======== Passage provided ========

If you don’t know much about a subject, but have strong opinions about it, it’s relatively easy to concoct a plausible story. Certain so-called news channels do this kind of thing all the time. They create a headline, or a story line based on an intentional misrepresentation. A recent article on one of those TV channels quoted a very real study from one of the most respected sources of medical information on the effectiveness of masking by quoting part of a sentence from a lengthy study. The report compared N-95 masks to surgical masks and concluded that the N95 masks did not afford a significant improvement in protection from influenzas in a medical setting. But the news channel only quoted the part of the sentence that said one was not better than the other (they were in fact about 3% apart) concluding that this was proof positive masks were not protective. Nothing could be further from the truth—if you bother to read the whole sentence, much less the entire study, it concluded that masks were highly effective in preventing airborne disease transmission.

======== Extracted material ========

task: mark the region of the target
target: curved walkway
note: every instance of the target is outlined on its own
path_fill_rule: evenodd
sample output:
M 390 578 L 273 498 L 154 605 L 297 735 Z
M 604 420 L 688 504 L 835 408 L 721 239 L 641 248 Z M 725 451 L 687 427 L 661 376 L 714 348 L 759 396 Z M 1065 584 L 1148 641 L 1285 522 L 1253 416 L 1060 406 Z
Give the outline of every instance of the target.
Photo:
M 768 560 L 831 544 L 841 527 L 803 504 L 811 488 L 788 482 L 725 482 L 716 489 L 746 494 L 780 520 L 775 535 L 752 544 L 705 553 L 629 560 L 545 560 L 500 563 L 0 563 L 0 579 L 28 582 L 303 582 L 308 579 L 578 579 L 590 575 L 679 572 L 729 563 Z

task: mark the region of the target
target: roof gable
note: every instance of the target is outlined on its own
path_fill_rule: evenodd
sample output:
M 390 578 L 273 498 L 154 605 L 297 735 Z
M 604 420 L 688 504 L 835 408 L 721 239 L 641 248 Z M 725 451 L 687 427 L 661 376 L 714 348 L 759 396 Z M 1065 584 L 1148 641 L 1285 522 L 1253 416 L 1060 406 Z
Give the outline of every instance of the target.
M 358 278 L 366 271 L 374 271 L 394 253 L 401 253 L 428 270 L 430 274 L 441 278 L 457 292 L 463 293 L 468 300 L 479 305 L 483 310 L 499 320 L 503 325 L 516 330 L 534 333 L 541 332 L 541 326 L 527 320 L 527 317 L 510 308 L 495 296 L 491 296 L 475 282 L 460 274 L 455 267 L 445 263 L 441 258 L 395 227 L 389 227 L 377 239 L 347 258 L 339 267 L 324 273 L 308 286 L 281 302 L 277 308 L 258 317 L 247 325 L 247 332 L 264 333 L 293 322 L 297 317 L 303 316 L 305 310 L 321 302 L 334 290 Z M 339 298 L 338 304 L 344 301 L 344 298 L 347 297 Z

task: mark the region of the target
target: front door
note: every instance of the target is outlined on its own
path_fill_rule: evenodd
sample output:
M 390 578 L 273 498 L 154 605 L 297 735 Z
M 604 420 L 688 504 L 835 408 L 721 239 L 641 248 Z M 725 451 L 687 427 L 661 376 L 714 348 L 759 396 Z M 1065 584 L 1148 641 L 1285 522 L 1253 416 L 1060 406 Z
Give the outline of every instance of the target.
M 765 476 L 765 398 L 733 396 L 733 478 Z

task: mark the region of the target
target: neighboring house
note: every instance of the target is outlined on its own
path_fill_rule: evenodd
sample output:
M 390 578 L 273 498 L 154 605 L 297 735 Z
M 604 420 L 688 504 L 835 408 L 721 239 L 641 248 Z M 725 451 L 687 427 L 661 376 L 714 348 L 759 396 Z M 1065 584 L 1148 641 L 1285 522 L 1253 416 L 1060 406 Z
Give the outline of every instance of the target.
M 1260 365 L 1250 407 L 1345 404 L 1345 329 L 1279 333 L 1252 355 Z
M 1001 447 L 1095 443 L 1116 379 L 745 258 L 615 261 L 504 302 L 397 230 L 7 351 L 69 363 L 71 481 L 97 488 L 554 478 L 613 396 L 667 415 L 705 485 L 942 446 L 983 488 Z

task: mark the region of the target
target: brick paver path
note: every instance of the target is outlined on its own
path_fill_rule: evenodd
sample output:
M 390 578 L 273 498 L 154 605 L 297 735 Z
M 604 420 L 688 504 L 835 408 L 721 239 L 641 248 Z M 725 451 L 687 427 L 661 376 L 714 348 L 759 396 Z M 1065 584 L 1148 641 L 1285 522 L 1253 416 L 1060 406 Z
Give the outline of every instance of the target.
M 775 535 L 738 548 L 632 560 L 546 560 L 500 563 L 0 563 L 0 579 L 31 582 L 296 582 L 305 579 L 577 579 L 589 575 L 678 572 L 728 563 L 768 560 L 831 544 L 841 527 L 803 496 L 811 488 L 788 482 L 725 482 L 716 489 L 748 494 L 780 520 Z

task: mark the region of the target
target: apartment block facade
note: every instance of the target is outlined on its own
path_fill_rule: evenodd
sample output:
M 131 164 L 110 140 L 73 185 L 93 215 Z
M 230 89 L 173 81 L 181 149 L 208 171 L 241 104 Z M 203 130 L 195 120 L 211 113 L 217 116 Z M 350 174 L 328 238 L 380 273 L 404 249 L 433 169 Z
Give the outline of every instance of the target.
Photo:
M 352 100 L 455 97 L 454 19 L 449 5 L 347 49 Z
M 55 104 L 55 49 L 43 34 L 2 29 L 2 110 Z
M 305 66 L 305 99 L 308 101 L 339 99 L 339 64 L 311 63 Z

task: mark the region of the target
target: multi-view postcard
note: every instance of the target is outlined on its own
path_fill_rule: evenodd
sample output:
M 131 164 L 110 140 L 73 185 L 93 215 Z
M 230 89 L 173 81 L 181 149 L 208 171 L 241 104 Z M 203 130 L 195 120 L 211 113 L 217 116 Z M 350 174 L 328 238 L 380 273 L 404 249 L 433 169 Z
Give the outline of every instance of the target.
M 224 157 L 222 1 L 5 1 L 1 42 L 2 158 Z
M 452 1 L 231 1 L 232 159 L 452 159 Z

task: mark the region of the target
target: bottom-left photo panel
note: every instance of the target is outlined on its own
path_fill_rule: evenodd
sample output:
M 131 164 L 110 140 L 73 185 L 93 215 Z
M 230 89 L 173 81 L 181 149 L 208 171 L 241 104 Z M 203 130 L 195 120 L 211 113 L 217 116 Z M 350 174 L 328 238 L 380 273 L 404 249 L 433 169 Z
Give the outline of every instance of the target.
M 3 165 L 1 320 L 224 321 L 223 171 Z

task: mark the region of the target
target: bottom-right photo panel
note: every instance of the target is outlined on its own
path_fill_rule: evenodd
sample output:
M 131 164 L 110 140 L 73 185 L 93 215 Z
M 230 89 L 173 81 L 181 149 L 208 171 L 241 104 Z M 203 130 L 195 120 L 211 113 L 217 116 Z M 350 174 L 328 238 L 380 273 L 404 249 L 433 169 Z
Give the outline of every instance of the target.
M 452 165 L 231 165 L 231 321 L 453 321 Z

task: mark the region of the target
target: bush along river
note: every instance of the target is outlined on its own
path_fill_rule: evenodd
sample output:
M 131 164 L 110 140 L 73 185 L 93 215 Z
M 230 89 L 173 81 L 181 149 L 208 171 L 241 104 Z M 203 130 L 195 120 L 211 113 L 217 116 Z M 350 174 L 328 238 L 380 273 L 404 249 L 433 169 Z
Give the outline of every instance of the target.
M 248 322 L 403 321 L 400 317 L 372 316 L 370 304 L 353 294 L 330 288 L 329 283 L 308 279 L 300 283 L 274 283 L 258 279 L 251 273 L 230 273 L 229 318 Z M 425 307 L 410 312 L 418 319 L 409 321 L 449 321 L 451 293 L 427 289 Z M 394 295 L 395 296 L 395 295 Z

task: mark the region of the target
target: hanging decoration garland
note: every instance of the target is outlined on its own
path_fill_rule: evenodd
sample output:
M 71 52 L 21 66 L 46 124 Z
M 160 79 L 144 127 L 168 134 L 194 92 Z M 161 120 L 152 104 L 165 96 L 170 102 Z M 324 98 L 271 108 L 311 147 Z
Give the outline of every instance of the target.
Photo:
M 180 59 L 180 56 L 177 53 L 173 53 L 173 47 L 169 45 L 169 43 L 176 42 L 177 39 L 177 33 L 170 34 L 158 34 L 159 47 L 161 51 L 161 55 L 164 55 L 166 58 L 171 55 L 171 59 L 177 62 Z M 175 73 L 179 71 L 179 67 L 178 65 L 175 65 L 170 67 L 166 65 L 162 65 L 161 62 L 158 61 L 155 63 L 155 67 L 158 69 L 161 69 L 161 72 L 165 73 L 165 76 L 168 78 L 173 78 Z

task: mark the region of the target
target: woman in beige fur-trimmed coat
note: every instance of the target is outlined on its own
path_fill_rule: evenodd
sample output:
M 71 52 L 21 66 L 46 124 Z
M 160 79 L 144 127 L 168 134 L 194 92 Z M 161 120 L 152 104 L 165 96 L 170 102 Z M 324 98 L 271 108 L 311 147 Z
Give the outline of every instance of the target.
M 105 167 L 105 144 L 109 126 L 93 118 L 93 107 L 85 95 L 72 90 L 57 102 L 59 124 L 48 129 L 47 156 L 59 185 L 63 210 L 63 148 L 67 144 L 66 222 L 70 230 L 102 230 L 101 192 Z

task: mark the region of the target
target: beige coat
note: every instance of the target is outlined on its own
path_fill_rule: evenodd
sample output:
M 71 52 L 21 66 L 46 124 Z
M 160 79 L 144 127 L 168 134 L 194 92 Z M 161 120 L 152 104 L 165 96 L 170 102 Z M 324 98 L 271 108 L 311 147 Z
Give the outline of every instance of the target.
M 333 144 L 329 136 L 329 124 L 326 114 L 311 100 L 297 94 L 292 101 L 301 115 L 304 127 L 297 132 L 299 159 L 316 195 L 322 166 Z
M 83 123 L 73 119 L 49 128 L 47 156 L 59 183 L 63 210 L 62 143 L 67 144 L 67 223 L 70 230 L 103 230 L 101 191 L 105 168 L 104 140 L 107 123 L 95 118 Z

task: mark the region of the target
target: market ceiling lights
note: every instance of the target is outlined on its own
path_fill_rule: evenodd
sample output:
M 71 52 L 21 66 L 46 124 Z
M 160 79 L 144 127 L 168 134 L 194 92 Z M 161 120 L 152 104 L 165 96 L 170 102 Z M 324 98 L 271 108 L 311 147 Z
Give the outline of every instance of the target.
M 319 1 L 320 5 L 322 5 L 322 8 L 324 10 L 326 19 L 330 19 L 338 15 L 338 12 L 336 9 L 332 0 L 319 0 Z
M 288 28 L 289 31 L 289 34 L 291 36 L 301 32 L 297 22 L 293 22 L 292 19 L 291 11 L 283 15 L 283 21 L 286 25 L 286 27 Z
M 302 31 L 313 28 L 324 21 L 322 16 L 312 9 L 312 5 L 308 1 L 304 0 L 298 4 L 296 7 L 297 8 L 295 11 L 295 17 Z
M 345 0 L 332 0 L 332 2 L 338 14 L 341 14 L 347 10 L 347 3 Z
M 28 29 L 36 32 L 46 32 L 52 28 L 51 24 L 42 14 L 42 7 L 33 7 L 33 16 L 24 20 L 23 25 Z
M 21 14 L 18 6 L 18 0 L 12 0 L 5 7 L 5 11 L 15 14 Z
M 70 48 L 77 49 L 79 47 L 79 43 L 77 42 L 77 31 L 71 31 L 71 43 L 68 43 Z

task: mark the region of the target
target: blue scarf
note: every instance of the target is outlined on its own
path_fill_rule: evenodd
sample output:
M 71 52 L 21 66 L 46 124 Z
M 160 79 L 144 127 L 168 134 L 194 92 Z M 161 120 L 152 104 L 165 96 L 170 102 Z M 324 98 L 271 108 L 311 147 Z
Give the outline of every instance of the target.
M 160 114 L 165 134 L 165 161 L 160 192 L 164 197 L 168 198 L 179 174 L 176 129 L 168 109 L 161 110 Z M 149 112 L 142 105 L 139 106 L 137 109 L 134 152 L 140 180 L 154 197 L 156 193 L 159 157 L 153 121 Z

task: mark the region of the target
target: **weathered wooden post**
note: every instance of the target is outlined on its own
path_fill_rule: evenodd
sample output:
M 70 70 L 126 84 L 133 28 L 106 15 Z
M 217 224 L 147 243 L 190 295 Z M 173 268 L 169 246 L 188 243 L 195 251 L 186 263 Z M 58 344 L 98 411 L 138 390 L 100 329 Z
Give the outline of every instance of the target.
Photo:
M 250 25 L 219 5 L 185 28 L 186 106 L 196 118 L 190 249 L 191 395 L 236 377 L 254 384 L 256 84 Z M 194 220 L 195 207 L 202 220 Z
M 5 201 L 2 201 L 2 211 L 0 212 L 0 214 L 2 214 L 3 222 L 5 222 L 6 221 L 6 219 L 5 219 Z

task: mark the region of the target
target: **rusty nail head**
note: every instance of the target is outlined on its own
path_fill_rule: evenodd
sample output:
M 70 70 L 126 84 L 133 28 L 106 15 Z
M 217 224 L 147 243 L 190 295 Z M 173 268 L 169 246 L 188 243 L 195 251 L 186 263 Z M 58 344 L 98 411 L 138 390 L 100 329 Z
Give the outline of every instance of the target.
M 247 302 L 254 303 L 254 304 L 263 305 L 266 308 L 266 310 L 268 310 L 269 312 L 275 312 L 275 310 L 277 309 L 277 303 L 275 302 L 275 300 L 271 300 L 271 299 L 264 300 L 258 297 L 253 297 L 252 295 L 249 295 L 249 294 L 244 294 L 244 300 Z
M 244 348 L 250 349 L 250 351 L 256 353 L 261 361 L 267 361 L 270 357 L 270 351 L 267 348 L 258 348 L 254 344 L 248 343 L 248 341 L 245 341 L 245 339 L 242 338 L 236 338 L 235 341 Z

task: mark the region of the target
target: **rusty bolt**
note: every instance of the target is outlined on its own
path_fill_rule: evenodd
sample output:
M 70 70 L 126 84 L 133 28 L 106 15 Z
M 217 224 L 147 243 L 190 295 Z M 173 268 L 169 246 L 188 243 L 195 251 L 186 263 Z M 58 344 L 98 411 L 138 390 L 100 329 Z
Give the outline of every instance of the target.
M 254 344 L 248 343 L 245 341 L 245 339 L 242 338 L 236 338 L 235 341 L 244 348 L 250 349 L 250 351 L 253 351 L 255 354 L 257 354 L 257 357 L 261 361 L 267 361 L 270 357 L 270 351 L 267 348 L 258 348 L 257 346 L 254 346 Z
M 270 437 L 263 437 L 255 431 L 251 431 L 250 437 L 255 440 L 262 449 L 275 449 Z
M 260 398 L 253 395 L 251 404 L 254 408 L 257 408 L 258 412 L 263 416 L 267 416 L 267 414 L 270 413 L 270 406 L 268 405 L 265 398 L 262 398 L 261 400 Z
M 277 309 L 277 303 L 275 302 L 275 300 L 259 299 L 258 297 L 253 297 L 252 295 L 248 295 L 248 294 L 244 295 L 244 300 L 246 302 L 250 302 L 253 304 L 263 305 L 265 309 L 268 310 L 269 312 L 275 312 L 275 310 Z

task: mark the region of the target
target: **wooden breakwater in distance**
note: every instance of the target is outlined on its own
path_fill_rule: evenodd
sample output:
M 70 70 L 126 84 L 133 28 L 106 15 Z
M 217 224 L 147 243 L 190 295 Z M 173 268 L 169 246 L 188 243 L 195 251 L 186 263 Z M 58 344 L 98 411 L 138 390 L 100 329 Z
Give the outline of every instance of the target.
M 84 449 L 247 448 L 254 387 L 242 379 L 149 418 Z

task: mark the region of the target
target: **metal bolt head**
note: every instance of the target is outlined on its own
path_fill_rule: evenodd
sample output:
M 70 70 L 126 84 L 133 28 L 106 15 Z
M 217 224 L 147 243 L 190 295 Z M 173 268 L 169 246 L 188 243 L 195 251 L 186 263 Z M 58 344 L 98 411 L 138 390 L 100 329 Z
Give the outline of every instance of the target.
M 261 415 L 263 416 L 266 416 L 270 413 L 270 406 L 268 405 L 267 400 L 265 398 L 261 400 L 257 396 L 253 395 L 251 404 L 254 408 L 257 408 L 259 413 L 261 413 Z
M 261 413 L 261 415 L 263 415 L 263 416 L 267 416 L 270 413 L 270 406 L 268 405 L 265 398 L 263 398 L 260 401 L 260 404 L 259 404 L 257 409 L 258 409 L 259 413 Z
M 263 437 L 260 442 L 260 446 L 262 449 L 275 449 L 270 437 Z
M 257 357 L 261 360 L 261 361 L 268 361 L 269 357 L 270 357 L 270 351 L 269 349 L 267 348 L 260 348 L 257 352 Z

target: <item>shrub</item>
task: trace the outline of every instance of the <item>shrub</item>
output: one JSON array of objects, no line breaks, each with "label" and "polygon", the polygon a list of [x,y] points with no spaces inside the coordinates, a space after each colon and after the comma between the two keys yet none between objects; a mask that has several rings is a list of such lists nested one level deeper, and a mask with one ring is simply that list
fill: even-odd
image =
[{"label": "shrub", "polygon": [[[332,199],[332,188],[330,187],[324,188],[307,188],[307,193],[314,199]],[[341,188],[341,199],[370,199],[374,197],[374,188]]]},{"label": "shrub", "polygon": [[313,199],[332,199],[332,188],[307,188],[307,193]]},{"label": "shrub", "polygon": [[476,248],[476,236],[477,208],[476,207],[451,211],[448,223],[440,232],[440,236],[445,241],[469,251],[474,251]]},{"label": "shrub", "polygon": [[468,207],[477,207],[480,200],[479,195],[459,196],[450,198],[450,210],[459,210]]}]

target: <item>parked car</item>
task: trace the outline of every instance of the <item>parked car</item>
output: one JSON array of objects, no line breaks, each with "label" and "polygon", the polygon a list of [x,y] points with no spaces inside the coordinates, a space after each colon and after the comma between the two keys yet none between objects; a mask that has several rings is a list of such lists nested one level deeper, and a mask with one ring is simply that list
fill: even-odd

========

Extend the passage about a news channel misquoting a mask study, starting after its last sentence.

◆ **Output**:
Why then would a news channel try to get away with such explicit misrepresentation? Because they know that very few people seeing this story would bother to check them. And why not? Because the story confirmed what their audience wants to believe. And that is how a relatively small number of people using the bully pulpit of TV, radio, social media, and sadly real pulpits, are able to conjure up blatant mistruths, distortions so outrageous and so easily disproved that they could be debunked in a matter of minutes. They know that the truth isn’t salacious, startling, or of much interest; conspiracies, secrets and distortions are. It's easy to delude people who want to hear a story that confirms their view.
To be candid, people are lazy—they’d rather rely on someone else to feed them the pablum that they have already decided to believe than do the thinking and investigation –to ask the questions that will uncover what is real and what is bunk. If the stakes were not so high, we might just agree that people are easily swayed, fooled, and conned. And as tempting as it is to conclude this, there is a body of evidence that suggests we can in a non-threatening way respond and perhaps inject some common sense in the mind of the mindless. What we must do is just keep asking questions. Why, how do we know, who said so, and what makes them knowledgeable, are a few good questions to ask whenever someone trots out the latest bit of quackery. You'll know you have uncovered the truth when the debate ceases with an angry retort to do your own research; conspiricists are not fond of anything at odds with their theories. Ask any nurse attending a dying patient who clings to the belief that Covid is a hoax and vaccines are poison. Beware of such people who have a litany of manufactured untruths—you’ll know them when you ask for their sources so you can validate them—and when they tell you to do your own research…you should.